* _Records from a dataset_
— Start —
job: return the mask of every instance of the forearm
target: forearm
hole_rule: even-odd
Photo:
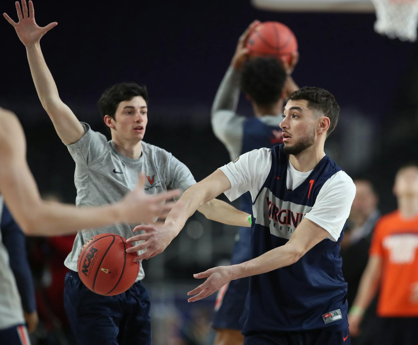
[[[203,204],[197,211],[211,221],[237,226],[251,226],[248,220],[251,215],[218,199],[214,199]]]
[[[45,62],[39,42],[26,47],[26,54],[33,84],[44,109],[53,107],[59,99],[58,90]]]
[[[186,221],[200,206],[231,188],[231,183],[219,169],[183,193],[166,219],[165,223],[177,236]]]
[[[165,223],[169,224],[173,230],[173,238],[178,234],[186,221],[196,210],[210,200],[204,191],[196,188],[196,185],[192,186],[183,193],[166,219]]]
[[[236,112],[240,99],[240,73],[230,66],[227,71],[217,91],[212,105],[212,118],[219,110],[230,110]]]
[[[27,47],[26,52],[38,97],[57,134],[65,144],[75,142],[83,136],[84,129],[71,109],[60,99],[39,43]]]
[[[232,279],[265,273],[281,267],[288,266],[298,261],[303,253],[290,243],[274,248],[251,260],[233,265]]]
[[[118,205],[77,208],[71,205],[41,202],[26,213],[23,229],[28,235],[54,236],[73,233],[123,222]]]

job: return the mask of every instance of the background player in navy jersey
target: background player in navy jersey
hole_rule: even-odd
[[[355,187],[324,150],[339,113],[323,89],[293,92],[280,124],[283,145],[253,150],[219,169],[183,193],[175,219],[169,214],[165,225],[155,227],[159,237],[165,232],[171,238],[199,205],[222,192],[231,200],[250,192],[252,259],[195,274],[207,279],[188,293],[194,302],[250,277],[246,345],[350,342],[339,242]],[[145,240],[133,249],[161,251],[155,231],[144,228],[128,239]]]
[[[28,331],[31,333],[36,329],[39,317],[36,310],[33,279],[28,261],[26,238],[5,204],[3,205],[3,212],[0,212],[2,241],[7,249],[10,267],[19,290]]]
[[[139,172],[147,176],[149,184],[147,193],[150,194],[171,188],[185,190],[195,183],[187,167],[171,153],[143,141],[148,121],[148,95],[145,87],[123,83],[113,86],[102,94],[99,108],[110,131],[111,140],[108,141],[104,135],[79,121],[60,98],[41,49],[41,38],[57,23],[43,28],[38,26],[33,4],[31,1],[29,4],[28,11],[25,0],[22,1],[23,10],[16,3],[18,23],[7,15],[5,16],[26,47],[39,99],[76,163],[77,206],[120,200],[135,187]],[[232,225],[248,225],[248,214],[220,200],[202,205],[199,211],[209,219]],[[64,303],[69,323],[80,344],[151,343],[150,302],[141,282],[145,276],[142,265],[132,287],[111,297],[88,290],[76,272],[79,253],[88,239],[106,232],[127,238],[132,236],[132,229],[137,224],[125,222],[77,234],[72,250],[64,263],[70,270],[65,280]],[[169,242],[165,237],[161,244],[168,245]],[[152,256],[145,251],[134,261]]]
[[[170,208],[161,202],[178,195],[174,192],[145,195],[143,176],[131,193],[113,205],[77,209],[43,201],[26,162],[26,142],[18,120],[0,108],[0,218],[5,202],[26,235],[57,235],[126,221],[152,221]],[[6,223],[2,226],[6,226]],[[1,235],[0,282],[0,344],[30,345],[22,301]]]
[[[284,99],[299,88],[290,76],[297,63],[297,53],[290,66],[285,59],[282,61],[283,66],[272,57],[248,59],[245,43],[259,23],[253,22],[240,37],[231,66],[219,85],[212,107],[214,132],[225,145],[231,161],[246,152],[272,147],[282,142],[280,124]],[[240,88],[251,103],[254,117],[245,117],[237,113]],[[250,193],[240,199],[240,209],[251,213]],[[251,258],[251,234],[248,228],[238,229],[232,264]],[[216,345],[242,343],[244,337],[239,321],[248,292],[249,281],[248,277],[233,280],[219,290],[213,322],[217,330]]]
— End —
* _EXERCISE GOAL_
Copy out the rows, starting with the line that contains "job: return the mask of every instance of the background" and going through the last line of the rows, with both ends included.

* _FULL ANSWER_
job: return the mask of every instance of the background player in navy jersey
target: background player in navy jersey
hole_rule: even-odd
[[[355,187],[324,150],[339,113],[323,89],[293,92],[280,124],[283,145],[253,150],[219,169],[183,193],[175,219],[169,214],[165,225],[155,227],[159,237],[165,232],[171,238],[199,205],[222,192],[231,200],[250,192],[252,259],[195,274],[207,279],[188,293],[194,302],[250,277],[246,345],[350,342],[339,242]],[[145,240],[133,249],[161,251],[155,231],[144,228],[128,239]]]
[[[28,331],[31,333],[36,329],[39,317],[36,310],[33,279],[28,261],[26,238],[5,204],[3,205],[3,212],[0,212],[2,241],[7,249],[10,267],[19,290]]]
[[[139,172],[147,176],[149,184],[147,193],[150,194],[171,188],[185,190],[195,183],[187,167],[171,153],[143,141],[148,121],[148,95],[145,87],[123,83],[113,86],[102,94],[99,108],[110,131],[111,140],[108,141],[104,135],[79,121],[60,98],[41,49],[41,38],[57,23],[43,28],[38,26],[33,4],[31,1],[29,4],[28,11],[25,0],[22,1],[23,10],[16,3],[18,23],[7,15],[5,16],[26,47],[39,99],[76,163],[77,206],[120,200],[135,187]],[[232,225],[248,225],[248,214],[220,200],[202,205],[199,211],[209,219]],[[64,303],[69,323],[80,344],[151,343],[150,302],[141,282],[145,276],[142,265],[132,287],[111,297],[88,290],[76,272],[79,253],[88,239],[106,232],[127,238],[132,236],[132,229],[137,224],[125,222],[77,234],[72,250],[64,263],[70,270],[65,280]],[[169,242],[165,237],[161,244],[168,245]],[[152,256],[145,251],[134,261]]]
[[[170,208],[161,202],[178,195],[174,192],[145,195],[143,176],[131,193],[113,205],[77,209],[43,201],[26,162],[26,142],[18,120],[0,108],[0,218],[5,202],[26,235],[57,235],[126,221],[152,221]],[[6,223],[2,226],[6,226]],[[1,235],[0,282],[0,344],[30,345],[22,301]]]
[[[284,99],[299,88],[290,76],[297,63],[297,53],[290,66],[285,59],[282,61],[283,66],[272,57],[248,59],[245,43],[259,23],[253,22],[240,37],[231,66],[219,85],[212,107],[214,132],[225,145],[231,161],[246,152],[272,147],[282,142],[280,124]],[[240,88],[251,103],[254,117],[245,117],[237,113]],[[250,193],[240,199],[240,209],[251,213]],[[251,258],[251,234],[248,228],[238,229],[232,264]],[[216,345],[242,343],[244,337],[239,321],[248,292],[249,281],[248,277],[233,280],[219,290],[213,322],[217,330]]]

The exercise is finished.